SOURCE DOCUMENT:

◇ ◇ ◇ ◇ ◇

When we hear the term “disordered eating,” we naturally assume it’s another way of saying one has an eating disorder. However, these terms are not interchangeable. So what distinguishes disordered eating from a full-blown eating disorder?  It’s all about the degree.


With an eating disorder, food intake and weight issues consume your thoughts and actions making it nearly impossible to focus on anything else (therefore considered more of a mental illness); often causing multiple, serious physical problems and, in severe cases, can become life threatening.

On the other hand, disordered eating is much more common and symptoms typically occur less frequently than those of an eating disorder. Changes in eating patterns due to momentary stressors, athletic events, or even an illness would be considered disordered eating. Disordered eating can be defined as an unhealthy relationship with food; whereas an eating disorder is a psychiatric illness that is far more complex.

Individuals with both disordered eating as well as eating disorders will develop atypical eating habits which can lead to nutritional deficiencies. The biggest concern for those with disordered eating is that it can lead to an eating disorder.

◇ ◇ ◇ ◇ ◇

[Extracted records]
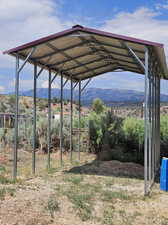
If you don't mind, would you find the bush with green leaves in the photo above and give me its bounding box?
[89,100,122,154]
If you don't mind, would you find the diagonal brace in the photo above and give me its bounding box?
[36,56,52,78]
[121,41,145,71]
[17,47,36,73]
[51,73,58,84]
[81,78,92,93]
[72,81,79,90]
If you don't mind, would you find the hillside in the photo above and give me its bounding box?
[20,88,168,105]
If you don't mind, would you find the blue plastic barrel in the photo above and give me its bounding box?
[160,157,168,191]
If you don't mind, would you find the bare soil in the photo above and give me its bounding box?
[0,153,168,225]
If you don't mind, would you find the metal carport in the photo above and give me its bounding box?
[4,25,168,194]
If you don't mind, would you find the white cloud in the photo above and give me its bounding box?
[102,8,168,59]
[155,1,168,10]
[0,86,5,93]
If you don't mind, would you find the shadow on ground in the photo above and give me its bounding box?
[66,160,144,179]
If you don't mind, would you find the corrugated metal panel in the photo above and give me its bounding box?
[5,26,168,79]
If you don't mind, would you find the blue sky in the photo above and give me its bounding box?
[0,0,168,94]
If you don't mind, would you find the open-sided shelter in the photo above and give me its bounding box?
[4,25,168,194]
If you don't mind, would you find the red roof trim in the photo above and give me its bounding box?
[3,25,164,54]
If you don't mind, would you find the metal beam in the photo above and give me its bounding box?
[47,44,96,77]
[70,78,73,162]
[72,62,120,78]
[78,81,81,161]
[72,82,79,90]
[18,47,36,73]
[47,70,51,169]
[51,73,58,84]
[16,54,74,81]
[81,78,92,93]
[37,56,52,78]
[144,47,149,195]
[60,73,63,165]
[78,66,120,80]
[32,64,37,174]
[64,52,141,72]
[13,55,19,180]
[63,78,69,87]
[33,41,88,60]
[48,51,101,67]
[120,41,145,71]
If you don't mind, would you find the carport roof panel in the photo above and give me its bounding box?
[4,25,168,80]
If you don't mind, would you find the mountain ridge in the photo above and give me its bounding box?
[14,88,168,105]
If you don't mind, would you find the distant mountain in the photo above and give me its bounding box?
[17,88,168,105]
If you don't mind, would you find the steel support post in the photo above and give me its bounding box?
[60,73,63,165]
[13,55,19,179]
[70,78,73,162]
[148,73,153,181]
[144,47,149,195]
[149,69,155,181]
[153,72,157,173]
[32,64,37,174]
[78,80,81,160]
[47,70,51,169]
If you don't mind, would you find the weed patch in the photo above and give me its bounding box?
[102,190,130,202]
[66,191,93,221]
[45,195,60,218]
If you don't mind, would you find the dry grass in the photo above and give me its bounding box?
[0,149,168,225]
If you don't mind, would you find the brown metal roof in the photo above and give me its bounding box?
[4,25,168,80]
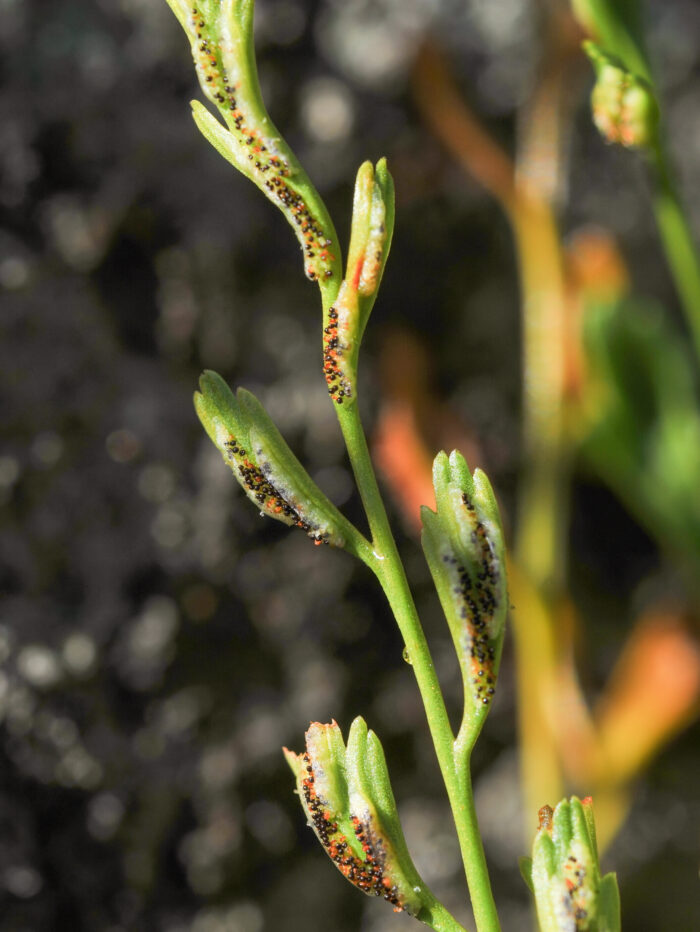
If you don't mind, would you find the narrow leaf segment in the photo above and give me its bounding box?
[525,796,620,932]
[284,718,462,930]
[168,0,340,288]
[323,159,394,405]
[583,41,659,149]
[421,451,508,739]
[194,371,369,557]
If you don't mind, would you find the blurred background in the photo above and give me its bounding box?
[0,0,700,932]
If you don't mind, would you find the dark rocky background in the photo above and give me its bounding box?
[0,0,700,932]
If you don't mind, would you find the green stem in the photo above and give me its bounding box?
[338,402,500,932]
[652,146,700,359]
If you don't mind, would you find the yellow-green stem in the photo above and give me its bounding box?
[338,403,500,932]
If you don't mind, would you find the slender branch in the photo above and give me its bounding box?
[337,403,500,932]
[652,146,700,359]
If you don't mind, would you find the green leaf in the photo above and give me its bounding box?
[323,159,394,406]
[168,0,341,292]
[598,873,621,932]
[195,371,371,560]
[524,796,620,932]
[518,854,535,893]
[583,42,659,149]
[421,451,508,742]
[284,718,436,916]
[581,301,700,560]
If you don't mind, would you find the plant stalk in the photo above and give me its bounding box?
[338,402,500,932]
[652,146,700,360]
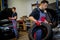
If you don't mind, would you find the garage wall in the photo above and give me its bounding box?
[8,0,55,19]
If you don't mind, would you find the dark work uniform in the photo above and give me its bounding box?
[12,13,17,20]
[12,13,18,38]
[30,8,46,40]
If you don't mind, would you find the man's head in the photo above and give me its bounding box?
[39,1,48,10]
[12,7,16,13]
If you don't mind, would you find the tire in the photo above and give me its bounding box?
[28,23,52,40]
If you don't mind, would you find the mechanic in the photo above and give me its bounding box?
[9,7,18,38]
[29,1,48,40]
[9,7,17,20]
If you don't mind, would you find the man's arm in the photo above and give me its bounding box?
[29,16,37,22]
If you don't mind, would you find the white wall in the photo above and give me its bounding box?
[8,0,55,19]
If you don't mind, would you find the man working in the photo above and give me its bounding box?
[9,7,17,20]
[9,7,18,38]
[29,1,48,40]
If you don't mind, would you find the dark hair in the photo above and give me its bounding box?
[12,7,16,10]
[41,0,49,4]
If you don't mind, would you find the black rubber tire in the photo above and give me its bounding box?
[28,23,52,40]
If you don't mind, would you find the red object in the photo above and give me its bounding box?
[41,17,46,22]
[35,21,40,26]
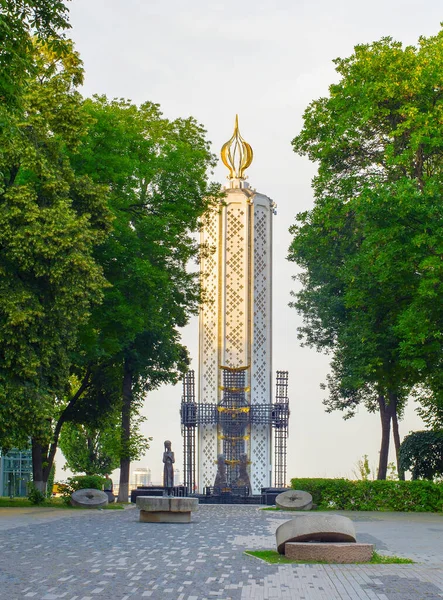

◇ ◇ ◇ ◇ ◇

ACTIONS TO TAKE:
a – According to the text on disordered eating, what is the biggest concern for people with disordered eating?
b – Rewrite the part of the text on disordered eating that begins with the words "With an eating" and ends after "become life threatening.", changing "multiple" to "numerous".

TASK SOLUTIONS:
a – That it can lead to an eating disorder.

b –
With an eating disorder, food intake and weight issues consume your thoughts and actions making it nearly impossible to focus on anything else (therefore considered more of a mental illness); often causing numerous, serious physical problems and, in severe cases, can become life threatening.